Görev: Bisiklet Kadınları Çalıştayı'nı anlatan yazıyı, “İYİ Kİ YOLA ÇIKMIŞIM” ara başlığının ardından devam ettirin.

Verilen metin:
- - - -

"Kadınların yollarda izi var"

Zincir Kıran Kadınlar ekibinin düzenlediği “Bisiklet Kadınları Çalıştayı” bu yıl “Yoldaki Kadınlar” başlığı altında gerçekleşti

11 Mart 2022 - 09:01

Zincir Kıran Kadınlar ekibi, “Bisiklet Kadınları Çalıştayı”nın dördüncüsünü 5-6 Mart tarihlerinde gerçekleştirdi. Alengirli Atölye ile Koli Art Galeri'nin ev sahipliği yaptığı çalıştay, “Yoldaki Kadınlar” başlığı altında toplandı. Çalıştayın 5 Mart günü 10.00 ile 13.00 saatleri gerçekleşen oturumunda Mine Erkan, Dilara Ceren Duran, Büşra Öztürk ve Hande Karaca katılımcılarla deneyimlerini paylaştı. 

“İYİ Kİ YOLA ÇIKMIŞIM”

- - - -

Verilen satırlar:

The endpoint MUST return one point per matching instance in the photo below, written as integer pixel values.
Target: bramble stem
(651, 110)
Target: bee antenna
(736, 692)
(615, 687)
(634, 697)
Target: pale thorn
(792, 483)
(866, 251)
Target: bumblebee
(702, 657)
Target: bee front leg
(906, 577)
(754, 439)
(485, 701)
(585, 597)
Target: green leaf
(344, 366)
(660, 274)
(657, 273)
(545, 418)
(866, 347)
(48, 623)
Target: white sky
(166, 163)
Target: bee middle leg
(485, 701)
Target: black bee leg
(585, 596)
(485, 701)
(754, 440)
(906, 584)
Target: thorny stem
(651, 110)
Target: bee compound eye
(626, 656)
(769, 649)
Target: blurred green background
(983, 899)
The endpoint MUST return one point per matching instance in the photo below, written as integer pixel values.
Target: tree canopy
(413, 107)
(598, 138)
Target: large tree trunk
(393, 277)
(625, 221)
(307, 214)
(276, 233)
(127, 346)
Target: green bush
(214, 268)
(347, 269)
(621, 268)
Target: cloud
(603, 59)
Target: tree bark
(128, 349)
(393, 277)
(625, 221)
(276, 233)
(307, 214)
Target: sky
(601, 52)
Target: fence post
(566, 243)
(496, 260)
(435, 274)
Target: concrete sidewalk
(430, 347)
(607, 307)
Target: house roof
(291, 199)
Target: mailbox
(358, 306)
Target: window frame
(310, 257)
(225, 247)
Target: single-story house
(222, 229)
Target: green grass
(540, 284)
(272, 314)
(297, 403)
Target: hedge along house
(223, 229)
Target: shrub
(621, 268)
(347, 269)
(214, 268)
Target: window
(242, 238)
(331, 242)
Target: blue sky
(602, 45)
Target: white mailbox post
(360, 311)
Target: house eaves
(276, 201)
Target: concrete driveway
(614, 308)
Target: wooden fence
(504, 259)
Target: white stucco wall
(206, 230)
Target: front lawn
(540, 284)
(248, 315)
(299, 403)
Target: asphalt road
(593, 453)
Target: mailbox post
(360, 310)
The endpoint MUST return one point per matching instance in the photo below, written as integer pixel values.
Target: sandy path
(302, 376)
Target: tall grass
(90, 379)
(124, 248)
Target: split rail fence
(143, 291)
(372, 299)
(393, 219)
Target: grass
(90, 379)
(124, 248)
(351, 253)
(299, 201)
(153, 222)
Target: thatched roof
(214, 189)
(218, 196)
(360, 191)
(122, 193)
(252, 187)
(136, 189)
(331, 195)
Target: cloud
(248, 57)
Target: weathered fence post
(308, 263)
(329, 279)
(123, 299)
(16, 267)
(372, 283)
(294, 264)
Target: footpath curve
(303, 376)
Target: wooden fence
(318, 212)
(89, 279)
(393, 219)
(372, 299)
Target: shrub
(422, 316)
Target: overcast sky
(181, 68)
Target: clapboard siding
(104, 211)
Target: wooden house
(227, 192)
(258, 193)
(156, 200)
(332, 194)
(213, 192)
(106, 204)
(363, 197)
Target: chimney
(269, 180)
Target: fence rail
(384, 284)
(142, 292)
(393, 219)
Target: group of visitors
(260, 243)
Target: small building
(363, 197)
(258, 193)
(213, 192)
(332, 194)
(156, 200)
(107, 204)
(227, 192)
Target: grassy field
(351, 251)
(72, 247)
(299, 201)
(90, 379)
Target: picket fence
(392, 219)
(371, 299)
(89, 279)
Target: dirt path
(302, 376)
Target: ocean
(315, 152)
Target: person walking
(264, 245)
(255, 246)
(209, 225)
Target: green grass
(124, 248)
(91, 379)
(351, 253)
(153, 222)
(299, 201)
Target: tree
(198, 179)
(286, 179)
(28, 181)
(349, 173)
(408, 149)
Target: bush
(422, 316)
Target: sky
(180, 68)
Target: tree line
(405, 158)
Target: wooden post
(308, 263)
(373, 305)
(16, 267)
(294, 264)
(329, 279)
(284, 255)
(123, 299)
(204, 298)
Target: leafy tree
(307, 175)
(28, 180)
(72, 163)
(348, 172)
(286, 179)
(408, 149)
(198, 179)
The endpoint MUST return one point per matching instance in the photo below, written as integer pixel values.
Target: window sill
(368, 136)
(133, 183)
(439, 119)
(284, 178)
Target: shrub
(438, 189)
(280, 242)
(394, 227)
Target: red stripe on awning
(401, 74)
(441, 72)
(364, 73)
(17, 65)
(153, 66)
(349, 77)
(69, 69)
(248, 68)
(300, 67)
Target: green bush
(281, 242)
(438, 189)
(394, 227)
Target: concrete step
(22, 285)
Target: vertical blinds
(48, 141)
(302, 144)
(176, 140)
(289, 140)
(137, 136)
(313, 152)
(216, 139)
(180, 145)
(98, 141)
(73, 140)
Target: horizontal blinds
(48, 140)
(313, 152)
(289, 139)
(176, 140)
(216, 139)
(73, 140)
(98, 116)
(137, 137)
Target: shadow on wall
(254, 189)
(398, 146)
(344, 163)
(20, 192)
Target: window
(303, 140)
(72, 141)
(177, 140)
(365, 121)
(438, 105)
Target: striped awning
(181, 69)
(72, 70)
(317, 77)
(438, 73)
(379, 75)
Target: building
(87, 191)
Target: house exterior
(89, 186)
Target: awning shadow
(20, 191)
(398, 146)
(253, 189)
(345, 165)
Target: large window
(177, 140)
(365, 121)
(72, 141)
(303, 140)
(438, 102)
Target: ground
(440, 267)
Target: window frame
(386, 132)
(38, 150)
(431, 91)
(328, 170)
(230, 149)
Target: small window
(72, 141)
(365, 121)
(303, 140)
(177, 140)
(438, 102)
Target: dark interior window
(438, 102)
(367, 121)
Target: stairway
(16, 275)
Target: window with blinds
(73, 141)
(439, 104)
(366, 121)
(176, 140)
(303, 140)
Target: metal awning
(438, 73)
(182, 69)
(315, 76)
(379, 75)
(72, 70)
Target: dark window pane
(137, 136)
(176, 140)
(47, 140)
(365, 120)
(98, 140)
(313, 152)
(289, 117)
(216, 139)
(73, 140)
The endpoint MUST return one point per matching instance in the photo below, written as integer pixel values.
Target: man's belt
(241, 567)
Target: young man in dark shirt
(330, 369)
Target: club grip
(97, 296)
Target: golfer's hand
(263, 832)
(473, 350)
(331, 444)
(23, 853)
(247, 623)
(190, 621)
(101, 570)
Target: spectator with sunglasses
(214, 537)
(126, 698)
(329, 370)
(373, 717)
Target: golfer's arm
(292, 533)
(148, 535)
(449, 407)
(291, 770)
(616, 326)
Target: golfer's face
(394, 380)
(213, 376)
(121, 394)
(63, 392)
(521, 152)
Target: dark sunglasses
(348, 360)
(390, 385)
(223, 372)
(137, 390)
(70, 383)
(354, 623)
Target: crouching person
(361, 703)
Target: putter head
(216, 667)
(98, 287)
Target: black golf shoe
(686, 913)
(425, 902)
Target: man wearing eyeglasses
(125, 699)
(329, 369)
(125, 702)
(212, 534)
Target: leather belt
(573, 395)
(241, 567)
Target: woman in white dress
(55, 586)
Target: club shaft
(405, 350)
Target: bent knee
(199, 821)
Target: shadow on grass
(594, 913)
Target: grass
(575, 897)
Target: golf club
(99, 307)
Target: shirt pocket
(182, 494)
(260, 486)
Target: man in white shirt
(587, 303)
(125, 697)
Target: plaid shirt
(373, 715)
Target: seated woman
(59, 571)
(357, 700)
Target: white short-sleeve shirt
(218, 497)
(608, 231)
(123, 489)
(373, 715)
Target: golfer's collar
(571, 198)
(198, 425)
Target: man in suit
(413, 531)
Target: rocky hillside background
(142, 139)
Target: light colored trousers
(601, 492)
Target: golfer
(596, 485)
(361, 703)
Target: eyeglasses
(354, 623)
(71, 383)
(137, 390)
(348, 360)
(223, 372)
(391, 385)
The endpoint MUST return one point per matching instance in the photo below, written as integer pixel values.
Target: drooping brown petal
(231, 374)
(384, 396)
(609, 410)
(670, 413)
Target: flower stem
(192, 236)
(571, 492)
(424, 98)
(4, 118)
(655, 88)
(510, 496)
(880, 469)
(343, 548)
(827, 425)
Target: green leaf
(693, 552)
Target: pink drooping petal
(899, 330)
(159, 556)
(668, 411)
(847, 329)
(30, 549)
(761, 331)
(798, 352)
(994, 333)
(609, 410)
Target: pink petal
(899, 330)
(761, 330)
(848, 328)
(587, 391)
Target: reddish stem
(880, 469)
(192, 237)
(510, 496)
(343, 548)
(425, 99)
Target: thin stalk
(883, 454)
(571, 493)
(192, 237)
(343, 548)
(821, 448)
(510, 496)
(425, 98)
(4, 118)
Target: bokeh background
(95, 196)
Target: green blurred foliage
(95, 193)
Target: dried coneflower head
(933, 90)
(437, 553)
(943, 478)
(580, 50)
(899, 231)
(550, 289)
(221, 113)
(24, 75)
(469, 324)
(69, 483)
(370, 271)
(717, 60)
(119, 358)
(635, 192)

- - - -

Görev çıktısı:
Zincir Kıran Kadınlar ekibinden Hande Karaca, 2019 yılından şu ana kadar çalıştay kapsamında 30 kadını konuşmacı olarak ağırladıklarını, bunun mutluluk verici olduğunu ifade etti. Hande Karaca, Türkiye'de çok fazla kadının yollarda izi olduğuna dikkat çekip, pandemide Hindistan'da yaptığı gezi hakkında şunları söyledi: “Bisiklet kullanan kişilerin iletişim halinde olduğu bir uygulama sayesinde Hindistan'da birisi ile iletişime geçtim. Havalimanında o beni karşıladı. İlk onun yanında kaldım. Aralık ayında 22 günlük bir tur yaptım. İyi ki yola çıkmışım. Çok keyifliydi. Seneye de başka bir yere gitmek istiyorum. Yollarda çok fazla kız arkadaşlarım oldu. Hint düğününe katıldım. Yolda tanıştığım kişiler bana kalacak yer konusunda yardımcı oldu. Bisiklet eğitimi alan kız çocuklarının eğitiminde yer aldım. Tehlikeli yerlere girmedim. Öyle hissettiğiniz yerlerden uzak durun. Gıda zehirlenmesi yaşadım. Kilise ve tapınak gibi yerleri mutlaka ziyaret edin.”

“DÜŞE KALKA ÖĞRENDİM”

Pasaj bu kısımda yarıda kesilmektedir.